## [WHAT IS ASKED]
Starting at the beginning of the rows and ending with the line that contains "Apply the even-odd", render those lines as a JSON list of strings, one string per line, with blank lines omitted.

+ + + + +

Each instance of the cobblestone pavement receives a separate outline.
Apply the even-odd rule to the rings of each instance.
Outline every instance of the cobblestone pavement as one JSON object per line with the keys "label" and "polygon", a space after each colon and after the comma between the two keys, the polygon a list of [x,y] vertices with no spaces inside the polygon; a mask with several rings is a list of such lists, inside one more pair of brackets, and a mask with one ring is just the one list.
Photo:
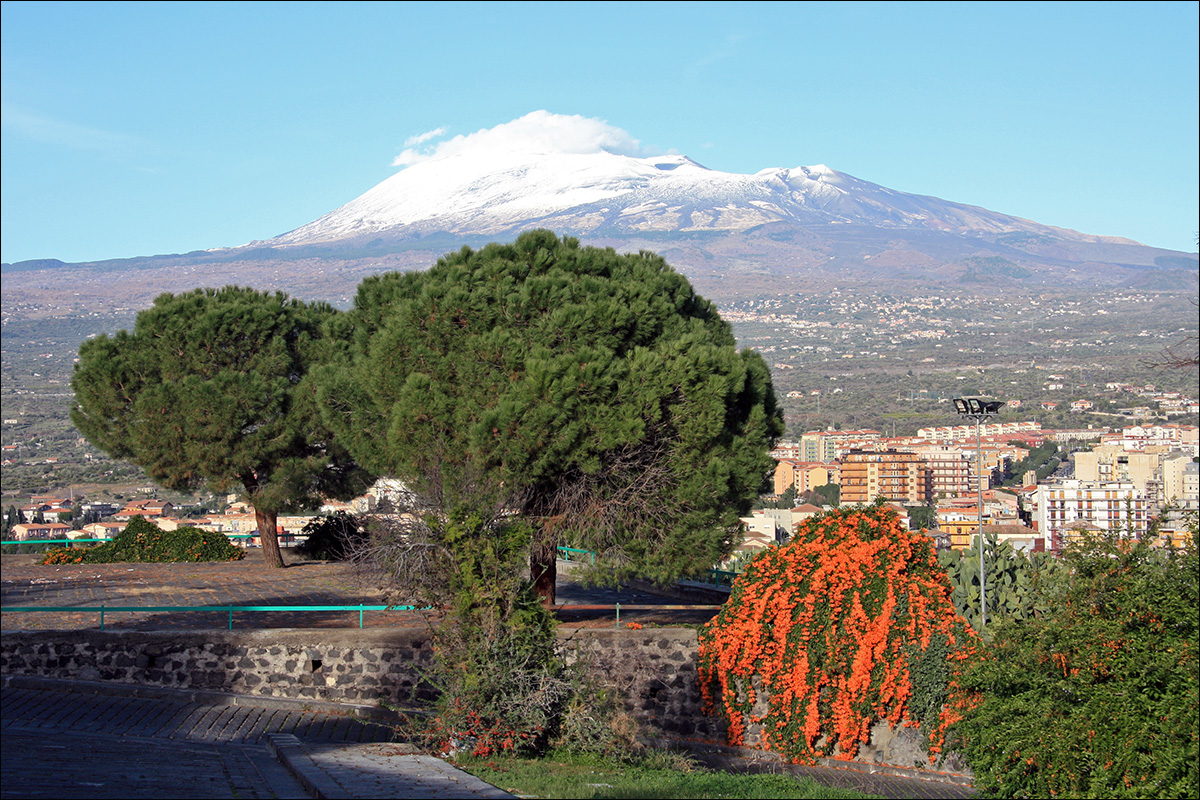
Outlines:
{"label": "cobblestone pavement", "polygon": [[[4,557],[2,607],[46,606],[292,606],[378,604],[344,565],[299,563],[272,570],[253,555],[224,564],[110,564],[41,566]],[[622,610],[622,621],[679,624],[704,621],[713,610],[671,609],[703,600],[664,597],[648,591],[587,589],[560,576],[559,616],[589,626],[612,625],[612,610],[572,607],[662,606],[659,612]],[[683,616],[682,616],[683,615]],[[578,620],[582,620],[580,622]],[[371,613],[367,626],[420,624],[419,614]],[[113,630],[223,628],[223,613],[114,613]],[[234,627],[353,627],[356,612],[236,613]],[[95,613],[2,615],[5,631],[97,628]],[[179,694],[127,697],[17,688],[2,690],[4,780],[0,796],[56,798],[300,798],[300,796],[505,796],[442,762],[406,754],[388,741],[390,729],[355,720],[342,710],[306,710],[288,700],[181,699]],[[18,681],[19,682],[19,681]],[[91,691],[91,690],[89,690]],[[116,688],[104,690],[115,692]],[[143,690],[144,691],[144,690]],[[236,703],[236,705],[234,705]],[[257,704],[256,704],[257,703]],[[290,705],[289,705],[290,703]],[[294,736],[295,740],[286,736]],[[280,738],[284,736],[284,738]],[[274,748],[274,750],[269,750]],[[271,752],[276,756],[271,757]],[[726,752],[713,766],[790,771],[821,783],[884,798],[970,798],[961,783],[912,780],[869,768],[791,768],[767,763],[762,753]],[[288,766],[289,769],[286,769]],[[305,777],[308,770],[308,777]],[[442,775],[451,770],[450,777]],[[97,775],[107,777],[98,778]],[[300,777],[296,777],[300,776]],[[330,777],[340,776],[340,777]],[[398,777],[404,776],[404,777]],[[463,777],[466,776],[466,777]],[[302,778],[302,780],[301,780]],[[307,783],[305,783],[307,781]],[[332,781],[332,782],[330,782]],[[397,781],[410,781],[398,783]],[[430,787],[438,787],[437,790]],[[419,792],[431,794],[416,794]]]}
{"label": "cobblestone pavement", "polygon": [[0,690],[0,796],[511,796],[344,710],[114,688]]}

+ + + + +

## [TASK RESPONSE]
[
  "Each instance of the cobblestone pavement receives a separate outline.",
  "Apply the even-odd rule to the rings of each instance."
]